▶ _TO BE DONE_: The records below must be output exactly, without pictures.

+--

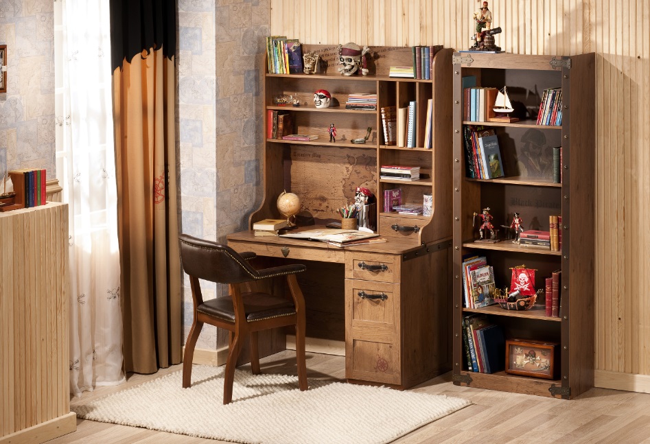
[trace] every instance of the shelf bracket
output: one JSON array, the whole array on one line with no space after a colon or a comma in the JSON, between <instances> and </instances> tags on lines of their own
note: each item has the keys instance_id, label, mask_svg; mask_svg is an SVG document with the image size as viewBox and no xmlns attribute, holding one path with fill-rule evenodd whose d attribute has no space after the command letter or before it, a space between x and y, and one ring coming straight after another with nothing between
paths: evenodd
<instances>
[{"instance_id":1,"label":"shelf bracket","mask_svg":"<svg viewBox=\"0 0 650 444\"><path fill-rule=\"evenodd\" d=\"M472 382L472 377L469 376L469 373L465 373L464 375L463 373L459 373L458 375L454 373L452 375L452 381L453 382L461 382L469 386L469 383Z\"/></svg>"},{"instance_id":2,"label":"shelf bracket","mask_svg":"<svg viewBox=\"0 0 650 444\"><path fill-rule=\"evenodd\" d=\"M550 387L548 388L548 391L550 392L550 395L553 397L559 395L560 396L566 396L569 397L571 396L571 388L570 387L558 387L555 384L550 384Z\"/></svg>"},{"instance_id":3,"label":"shelf bracket","mask_svg":"<svg viewBox=\"0 0 650 444\"><path fill-rule=\"evenodd\" d=\"M452 63L456 65L460 63L461 65L466 65L468 67L472 65L474 61L474 59L472 58L472 56L467 54L467 56L452 56Z\"/></svg>"},{"instance_id":4,"label":"shelf bracket","mask_svg":"<svg viewBox=\"0 0 650 444\"><path fill-rule=\"evenodd\" d=\"M548 62L548 63L550 64L550 66L553 67L553 69L557 69L557 68L566 68L567 69L571 69L570 58L557 59L553 57L553 60Z\"/></svg>"}]
</instances>

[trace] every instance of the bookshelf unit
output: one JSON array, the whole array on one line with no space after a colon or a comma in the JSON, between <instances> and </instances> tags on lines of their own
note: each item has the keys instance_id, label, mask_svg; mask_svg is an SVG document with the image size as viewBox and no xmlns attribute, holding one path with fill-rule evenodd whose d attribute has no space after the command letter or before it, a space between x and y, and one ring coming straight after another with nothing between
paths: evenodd
<instances>
[{"instance_id":1,"label":"bookshelf unit","mask_svg":"<svg viewBox=\"0 0 650 444\"><path fill-rule=\"evenodd\" d=\"M453 56L454 211L453 211L453 380L456 385L572 398L594 384L594 60L593 54L553 57L517 54L455 53ZM508 87L521 113L517 122L463 120L463 78L476 77L477 86ZM562 125L537 125L535 116L544 90L562 89ZM527 116L531 116L528 117ZM499 138L505 176L496 179L466 177L463 130L466 125L493 128ZM553 181L550 170L526 169L526 150L535 148L537 162L548 161L553 147L562 147L561 183ZM552 167L552 155L551 167ZM535 165L533 166L539 166ZM561 251L526 248L504 239L480 244L474 212L489 207L495 229L509 226L513 212L520 213L524 229L548 230L548 215L562 215ZM545 316L538 300L531 309L505 310L498 305L479 309L464 307L463 258L484 255L494 268L497 288L510 286L511 267L525 264L536 269L535 287L544 288L544 278L561 270L560 317ZM544 302L542 301L542 304ZM506 339L537 340L558 343L555 363L557 379L492 374L468 369L462 318L472 313L487 315L501 327ZM506 365L508 363L506 362Z\"/></svg>"},{"instance_id":2,"label":"bookshelf unit","mask_svg":"<svg viewBox=\"0 0 650 444\"><path fill-rule=\"evenodd\" d=\"M277 217L275 202L283 190L300 196L303 211L298 224L326 224L338 220L336 210L354 200L358 186L370 189L377 199L377 230L382 236L417 239L427 244L451 237L448 221L451 218L452 93L451 56L452 51L439 51L433 61L434 80L415 80L388 77L391 66L412 63L410 47L371 47L368 75L340 75L336 47L303 45L303 54L321 54L321 71L313 75L270 74L264 81L264 188L261 207L252 214L249 226L257 220ZM332 96L329 108L316 108L312 102L319 89ZM350 94L377 95L376 110L348 110L345 102ZM277 106L274 97L297 95L300 106ZM424 121L427 101L433 101L433 149L425 149ZM417 102L416 145L397 148L384 140L381 108L395 106L406 107ZM269 111L288 112L292 117L290 132L316 135L311 141L287 141L266 137ZM336 142L329 142L327 130L334 124ZM363 137L372 128L366 143L353 144L351 140ZM421 167L419 180L380 179L382 165L412 165ZM421 204L425 194L433 198L432 216L399 215L384 211L384 191L401 188L403 202Z\"/></svg>"}]
</instances>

+--

▶ _RESULT_:
[trace] every instance of the shelf bracket
output: one JSON array, the whole array on one line with no space after a colon or a comma in the JSON, between <instances> and </instances> tags on lines of their own
note: each item has the keys instance_id, label, mask_svg; mask_svg is an SVG document with the image size as viewBox and no xmlns attribute, holding one path with fill-rule evenodd whose d attribute has no space after the command letter or before it, a space between x and y, and one ring coming straight after another with nothing between
paths: evenodd
<instances>
[{"instance_id":1,"label":"shelf bracket","mask_svg":"<svg viewBox=\"0 0 650 444\"><path fill-rule=\"evenodd\" d=\"M472 382L472 377L469 376L469 373L465 373L464 375L463 373L459 373L458 375L454 373L452 375L452 381L453 382L461 382L469 386L469 383Z\"/></svg>"},{"instance_id":2,"label":"shelf bracket","mask_svg":"<svg viewBox=\"0 0 650 444\"><path fill-rule=\"evenodd\" d=\"M550 387L548 388L548 391L550 392L550 395L553 397L559 395L560 396L566 396L569 397L571 396L571 388L570 387L558 387L555 384L550 384Z\"/></svg>"},{"instance_id":3,"label":"shelf bracket","mask_svg":"<svg viewBox=\"0 0 650 444\"><path fill-rule=\"evenodd\" d=\"M452 63L456 65L460 63L461 65L466 65L468 67L472 65L474 61L474 59L472 58L472 56L467 54L467 56L452 56Z\"/></svg>"},{"instance_id":4,"label":"shelf bracket","mask_svg":"<svg viewBox=\"0 0 650 444\"><path fill-rule=\"evenodd\" d=\"M548 62L548 63L550 64L550 66L553 67L553 69L557 69L557 68L566 68L567 69L571 69L570 58L557 59L553 57L553 60Z\"/></svg>"}]
</instances>

[trace] every instance of the bookshelf unit
output: one JSON array, the whole array on one line with no space after a colon or a comma in the JSON, between <instances> and </instances> tags on lines of their own
note: each item has the keys instance_id, label, mask_svg; mask_svg is an SVG document with the image size as viewBox and no xmlns attribute, holding one path with fill-rule evenodd whose d attribute has no space after the command letter or before it, a space between x and y, and one ring coming straight after another with nothing between
paths: evenodd
<instances>
[{"instance_id":1,"label":"bookshelf unit","mask_svg":"<svg viewBox=\"0 0 650 444\"><path fill-rule=\"evenodd\" d=\"M453 56L454 211L453 211L453 380L456 385L572 398L594 384L594 60L593 54L553 57L517 54L455 53ZM508 87L521 113L517 122L463 120L463 78L476 77L477 86ZM562 125L537 125L535 116L544 90L562 89ZM527 116L531 116L528 117ZM499 138L505 176L496 179L466 177L463 130L466 125L493 128ZM553 181L550 170L526 169L526 150L535 148L537 162L548 161L553 147L562 147L561 183ZM552 167L552 155L551 167ZM535 165L533 166L539 166ZM561 251L526 248L504 239L480 244L474 212L489 207L495 229L509 226L513 212L520 213L524 229L548 230L548 215L562 215ZM545 316L538 300L531 309L505 310L498 305L479 309L464 307L463 258L484 255L494 268L497 288L510 286L511 267L525 264L536 269L535 287L544 288L544 278L561 270L560 317ZM544 302L542 301L542 304ZM506 339L537 340L558 343L555 363L557 379L492 374L468 369L462 318L472 313L487 315L501 327ZM506 365L508 363L506 362Z\"/></svg>"},{"instance_id":2,"label":"bookshelf unit","mask_svg":"<svg viewBox=\"0 0 650 444\"><path fill-rule=\"evenodd\" d=\"M277 217L275 202L283 190L300 196L303 211L298 224L326 224L338 220L336 210L354 200L358 186L370 189L377 199L377 230L382 236L417 239L427 244L451 237L448 221L451 218L452 93L451 56L452 51L439 51L433 61L434 80L415 80L388 77L391 66L412 63L410 47L371 47L368 75L340 75L336 47L303 45L303 54L321 54L321 71L313 75L270 74L264 81L264 188L261 207L252 214L249 226L257 220ZM332 96L329 108L316 108L312 102L319 89ZM350 94L377 95L376 110L348 110L345 102ZM277 106L274 97L297 95L300 106ZM424 121L427 101L433 101L433 149L425 149ZM417 102L416 145L397 148L384 140L381 108L395 106L406 107ZM269 111L288 112L292 117L290 132L316 135L311 141L287 141L266 137ZM336 142L329 142L327 130L334 124ZM363 137L372 128L366 143L353 144L351 140ZM421 167L419 180L380 179L382 165L412 165ZM421 204L425 194L433 198L432 216L399 215L384 211L384 191L401 188L403 202Z\"/></svg>"}]
</instances>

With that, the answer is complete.